Top of Information shown
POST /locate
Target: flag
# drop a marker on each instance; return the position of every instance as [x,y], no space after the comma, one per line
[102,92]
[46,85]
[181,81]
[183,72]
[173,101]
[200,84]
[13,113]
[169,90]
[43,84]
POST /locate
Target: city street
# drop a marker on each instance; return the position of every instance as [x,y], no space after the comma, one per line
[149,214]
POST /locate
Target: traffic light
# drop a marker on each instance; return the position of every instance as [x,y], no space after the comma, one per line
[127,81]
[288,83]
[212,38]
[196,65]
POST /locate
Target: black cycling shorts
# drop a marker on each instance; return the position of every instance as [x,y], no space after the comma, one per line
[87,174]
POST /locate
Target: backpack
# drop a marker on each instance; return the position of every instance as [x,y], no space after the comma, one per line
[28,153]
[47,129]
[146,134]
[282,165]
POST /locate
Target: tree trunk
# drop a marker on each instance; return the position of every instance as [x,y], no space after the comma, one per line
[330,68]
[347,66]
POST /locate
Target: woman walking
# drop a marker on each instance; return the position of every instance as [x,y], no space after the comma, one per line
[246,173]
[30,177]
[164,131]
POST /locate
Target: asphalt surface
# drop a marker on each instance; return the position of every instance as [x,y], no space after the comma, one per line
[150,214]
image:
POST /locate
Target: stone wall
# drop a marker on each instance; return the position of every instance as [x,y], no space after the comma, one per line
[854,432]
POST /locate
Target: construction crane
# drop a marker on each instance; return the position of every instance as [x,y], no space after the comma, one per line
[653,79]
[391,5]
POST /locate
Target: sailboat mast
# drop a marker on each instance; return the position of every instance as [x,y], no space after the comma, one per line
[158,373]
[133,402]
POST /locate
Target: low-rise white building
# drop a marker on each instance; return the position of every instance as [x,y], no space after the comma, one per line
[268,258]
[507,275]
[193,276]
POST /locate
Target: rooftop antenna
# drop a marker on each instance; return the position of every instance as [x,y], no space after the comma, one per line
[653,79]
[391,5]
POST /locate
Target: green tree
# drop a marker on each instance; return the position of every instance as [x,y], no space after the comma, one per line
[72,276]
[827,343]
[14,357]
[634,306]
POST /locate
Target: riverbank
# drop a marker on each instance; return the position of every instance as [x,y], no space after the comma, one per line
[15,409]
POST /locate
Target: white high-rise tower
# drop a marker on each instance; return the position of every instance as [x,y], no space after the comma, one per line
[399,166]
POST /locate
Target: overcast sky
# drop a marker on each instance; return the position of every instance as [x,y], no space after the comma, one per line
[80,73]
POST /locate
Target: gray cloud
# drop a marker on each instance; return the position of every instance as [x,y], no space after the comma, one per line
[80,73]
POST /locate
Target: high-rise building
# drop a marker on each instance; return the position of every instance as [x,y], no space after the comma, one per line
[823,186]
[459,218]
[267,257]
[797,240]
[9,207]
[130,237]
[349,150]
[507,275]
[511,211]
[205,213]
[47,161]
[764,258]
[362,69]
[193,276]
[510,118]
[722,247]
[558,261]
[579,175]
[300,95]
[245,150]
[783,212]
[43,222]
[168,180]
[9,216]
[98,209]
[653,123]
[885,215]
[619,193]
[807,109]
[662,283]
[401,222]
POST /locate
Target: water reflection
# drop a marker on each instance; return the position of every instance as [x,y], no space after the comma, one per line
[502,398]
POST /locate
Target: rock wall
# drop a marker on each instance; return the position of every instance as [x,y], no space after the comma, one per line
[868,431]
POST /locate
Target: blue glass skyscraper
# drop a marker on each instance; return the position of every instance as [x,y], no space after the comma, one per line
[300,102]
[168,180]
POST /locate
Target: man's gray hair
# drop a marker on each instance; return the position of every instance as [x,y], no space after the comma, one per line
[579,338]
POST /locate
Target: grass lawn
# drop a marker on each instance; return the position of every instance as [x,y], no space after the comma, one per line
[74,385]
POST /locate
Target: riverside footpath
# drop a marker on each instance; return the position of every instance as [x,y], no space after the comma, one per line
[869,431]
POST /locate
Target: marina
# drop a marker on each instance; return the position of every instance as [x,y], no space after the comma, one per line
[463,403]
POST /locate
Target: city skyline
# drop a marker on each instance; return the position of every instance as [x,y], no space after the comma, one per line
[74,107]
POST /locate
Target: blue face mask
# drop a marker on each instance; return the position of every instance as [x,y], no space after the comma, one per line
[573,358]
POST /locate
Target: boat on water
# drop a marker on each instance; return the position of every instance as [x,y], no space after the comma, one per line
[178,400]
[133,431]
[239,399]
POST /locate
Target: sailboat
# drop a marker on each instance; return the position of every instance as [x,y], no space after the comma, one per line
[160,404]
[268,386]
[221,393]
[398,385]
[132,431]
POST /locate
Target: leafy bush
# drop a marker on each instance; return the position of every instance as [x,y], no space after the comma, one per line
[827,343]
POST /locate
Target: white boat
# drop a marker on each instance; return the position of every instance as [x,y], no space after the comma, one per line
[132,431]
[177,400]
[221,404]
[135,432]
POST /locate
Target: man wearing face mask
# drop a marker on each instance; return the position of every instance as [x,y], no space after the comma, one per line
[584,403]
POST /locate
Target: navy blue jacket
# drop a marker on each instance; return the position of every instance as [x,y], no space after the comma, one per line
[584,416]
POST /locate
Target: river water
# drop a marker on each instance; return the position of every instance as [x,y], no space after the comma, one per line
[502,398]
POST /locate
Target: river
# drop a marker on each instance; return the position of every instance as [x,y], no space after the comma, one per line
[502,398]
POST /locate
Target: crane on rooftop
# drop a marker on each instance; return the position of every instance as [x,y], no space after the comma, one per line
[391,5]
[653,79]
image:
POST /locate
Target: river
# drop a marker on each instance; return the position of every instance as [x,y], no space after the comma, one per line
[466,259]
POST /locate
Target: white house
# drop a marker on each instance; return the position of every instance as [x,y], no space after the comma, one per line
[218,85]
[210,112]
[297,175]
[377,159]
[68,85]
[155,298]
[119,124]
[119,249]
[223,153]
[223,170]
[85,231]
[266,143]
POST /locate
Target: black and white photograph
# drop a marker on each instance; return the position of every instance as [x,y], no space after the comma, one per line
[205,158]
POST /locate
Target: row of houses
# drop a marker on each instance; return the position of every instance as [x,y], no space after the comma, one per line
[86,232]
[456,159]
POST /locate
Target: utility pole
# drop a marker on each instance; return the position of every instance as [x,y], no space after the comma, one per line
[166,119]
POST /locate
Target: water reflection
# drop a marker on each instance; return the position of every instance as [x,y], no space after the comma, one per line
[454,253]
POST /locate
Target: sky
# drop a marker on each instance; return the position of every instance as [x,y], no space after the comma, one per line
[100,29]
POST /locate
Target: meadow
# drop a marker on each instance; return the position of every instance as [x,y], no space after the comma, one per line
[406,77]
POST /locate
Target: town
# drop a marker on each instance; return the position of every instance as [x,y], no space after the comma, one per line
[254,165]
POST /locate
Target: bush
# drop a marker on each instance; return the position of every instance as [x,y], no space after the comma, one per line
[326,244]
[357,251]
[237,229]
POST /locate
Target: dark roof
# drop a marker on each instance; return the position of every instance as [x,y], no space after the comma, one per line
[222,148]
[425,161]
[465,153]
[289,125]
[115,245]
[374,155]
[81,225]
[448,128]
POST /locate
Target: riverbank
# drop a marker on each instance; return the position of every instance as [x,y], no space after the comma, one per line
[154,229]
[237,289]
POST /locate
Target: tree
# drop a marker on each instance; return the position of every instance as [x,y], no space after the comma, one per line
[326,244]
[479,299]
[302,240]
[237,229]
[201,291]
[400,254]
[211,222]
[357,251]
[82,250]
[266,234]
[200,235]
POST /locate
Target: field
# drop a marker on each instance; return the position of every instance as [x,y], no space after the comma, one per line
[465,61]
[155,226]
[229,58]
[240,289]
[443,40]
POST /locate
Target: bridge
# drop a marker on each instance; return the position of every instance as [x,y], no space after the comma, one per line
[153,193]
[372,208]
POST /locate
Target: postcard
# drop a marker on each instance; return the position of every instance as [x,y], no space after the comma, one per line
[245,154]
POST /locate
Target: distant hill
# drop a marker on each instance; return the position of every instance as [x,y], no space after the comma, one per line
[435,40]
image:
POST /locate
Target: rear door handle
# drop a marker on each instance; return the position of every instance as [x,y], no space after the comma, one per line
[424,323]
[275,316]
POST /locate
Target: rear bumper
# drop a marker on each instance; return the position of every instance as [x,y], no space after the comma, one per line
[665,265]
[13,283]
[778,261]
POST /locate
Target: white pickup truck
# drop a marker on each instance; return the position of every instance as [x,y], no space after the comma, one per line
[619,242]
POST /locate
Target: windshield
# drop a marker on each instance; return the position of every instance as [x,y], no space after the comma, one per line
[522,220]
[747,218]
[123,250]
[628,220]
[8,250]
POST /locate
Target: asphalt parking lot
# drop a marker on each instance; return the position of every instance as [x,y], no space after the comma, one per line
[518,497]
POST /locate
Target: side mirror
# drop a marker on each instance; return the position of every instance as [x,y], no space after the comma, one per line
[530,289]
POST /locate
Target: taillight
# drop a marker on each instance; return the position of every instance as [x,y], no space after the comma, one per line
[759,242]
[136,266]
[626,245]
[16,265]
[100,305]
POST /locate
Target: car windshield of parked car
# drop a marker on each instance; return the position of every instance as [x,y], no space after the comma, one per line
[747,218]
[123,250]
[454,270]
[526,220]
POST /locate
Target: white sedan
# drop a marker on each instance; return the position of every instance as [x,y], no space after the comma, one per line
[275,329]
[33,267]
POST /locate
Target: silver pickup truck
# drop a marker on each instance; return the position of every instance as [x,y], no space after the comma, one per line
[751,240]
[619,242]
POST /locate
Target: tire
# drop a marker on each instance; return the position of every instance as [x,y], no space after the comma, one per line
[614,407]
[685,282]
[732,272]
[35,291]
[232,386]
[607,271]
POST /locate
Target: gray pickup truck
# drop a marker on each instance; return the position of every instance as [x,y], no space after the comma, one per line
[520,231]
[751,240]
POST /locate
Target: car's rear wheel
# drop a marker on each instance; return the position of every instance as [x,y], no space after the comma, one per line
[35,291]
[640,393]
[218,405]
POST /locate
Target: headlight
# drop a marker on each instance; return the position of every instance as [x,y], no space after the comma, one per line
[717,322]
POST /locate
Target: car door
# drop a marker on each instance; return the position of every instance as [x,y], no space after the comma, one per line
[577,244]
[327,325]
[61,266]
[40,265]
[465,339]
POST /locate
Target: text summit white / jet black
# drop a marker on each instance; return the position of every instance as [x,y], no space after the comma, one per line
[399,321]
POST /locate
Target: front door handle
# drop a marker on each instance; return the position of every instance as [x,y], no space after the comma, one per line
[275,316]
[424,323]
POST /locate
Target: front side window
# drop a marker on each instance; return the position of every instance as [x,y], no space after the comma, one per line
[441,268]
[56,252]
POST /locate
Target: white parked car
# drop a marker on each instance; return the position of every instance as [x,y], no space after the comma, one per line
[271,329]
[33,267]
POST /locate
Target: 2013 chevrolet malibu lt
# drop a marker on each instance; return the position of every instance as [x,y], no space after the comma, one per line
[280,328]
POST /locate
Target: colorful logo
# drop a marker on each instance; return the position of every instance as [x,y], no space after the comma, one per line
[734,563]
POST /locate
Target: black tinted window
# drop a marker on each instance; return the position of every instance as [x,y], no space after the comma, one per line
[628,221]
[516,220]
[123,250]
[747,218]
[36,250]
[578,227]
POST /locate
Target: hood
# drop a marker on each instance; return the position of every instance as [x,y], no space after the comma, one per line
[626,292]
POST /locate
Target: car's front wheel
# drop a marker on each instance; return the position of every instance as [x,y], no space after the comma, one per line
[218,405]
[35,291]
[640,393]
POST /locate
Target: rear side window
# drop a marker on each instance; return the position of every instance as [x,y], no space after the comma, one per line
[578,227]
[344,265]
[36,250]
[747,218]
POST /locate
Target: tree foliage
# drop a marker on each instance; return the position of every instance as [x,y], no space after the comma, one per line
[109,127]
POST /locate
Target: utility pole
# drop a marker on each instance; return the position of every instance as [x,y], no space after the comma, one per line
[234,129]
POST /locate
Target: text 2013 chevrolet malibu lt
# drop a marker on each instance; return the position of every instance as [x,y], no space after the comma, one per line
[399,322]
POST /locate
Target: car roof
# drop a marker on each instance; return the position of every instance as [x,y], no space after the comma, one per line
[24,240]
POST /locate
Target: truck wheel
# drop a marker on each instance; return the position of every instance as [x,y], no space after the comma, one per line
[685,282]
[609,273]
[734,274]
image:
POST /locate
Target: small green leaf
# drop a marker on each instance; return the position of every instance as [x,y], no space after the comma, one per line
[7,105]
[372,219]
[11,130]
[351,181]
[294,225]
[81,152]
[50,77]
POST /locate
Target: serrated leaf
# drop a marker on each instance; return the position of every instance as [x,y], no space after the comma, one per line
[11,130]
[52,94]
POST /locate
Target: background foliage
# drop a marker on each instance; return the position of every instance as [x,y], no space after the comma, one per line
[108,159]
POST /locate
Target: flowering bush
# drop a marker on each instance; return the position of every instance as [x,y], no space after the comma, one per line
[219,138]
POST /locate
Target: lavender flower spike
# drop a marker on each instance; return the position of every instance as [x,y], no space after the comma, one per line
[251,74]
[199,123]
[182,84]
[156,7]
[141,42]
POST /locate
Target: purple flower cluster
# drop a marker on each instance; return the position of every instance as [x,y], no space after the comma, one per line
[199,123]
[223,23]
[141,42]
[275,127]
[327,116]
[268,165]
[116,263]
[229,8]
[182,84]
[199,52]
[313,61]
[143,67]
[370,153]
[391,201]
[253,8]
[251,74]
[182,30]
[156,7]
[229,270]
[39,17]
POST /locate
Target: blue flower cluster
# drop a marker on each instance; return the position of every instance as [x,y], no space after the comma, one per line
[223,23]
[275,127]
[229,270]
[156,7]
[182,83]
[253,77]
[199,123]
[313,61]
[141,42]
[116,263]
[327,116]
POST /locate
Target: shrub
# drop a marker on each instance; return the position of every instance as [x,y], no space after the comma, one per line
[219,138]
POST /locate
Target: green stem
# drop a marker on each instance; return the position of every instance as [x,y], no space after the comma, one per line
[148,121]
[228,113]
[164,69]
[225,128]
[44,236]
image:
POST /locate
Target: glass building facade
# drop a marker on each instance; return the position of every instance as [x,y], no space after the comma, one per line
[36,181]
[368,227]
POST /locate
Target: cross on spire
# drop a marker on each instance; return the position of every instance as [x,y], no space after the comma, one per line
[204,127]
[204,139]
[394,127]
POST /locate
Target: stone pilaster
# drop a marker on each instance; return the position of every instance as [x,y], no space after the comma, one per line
Bottom of Information shown
§ **Requirement**: Extract each line holding the word "green" from the records.

§ **Solution below**:
Target: green tree
Target: small green leaf
Target: green stem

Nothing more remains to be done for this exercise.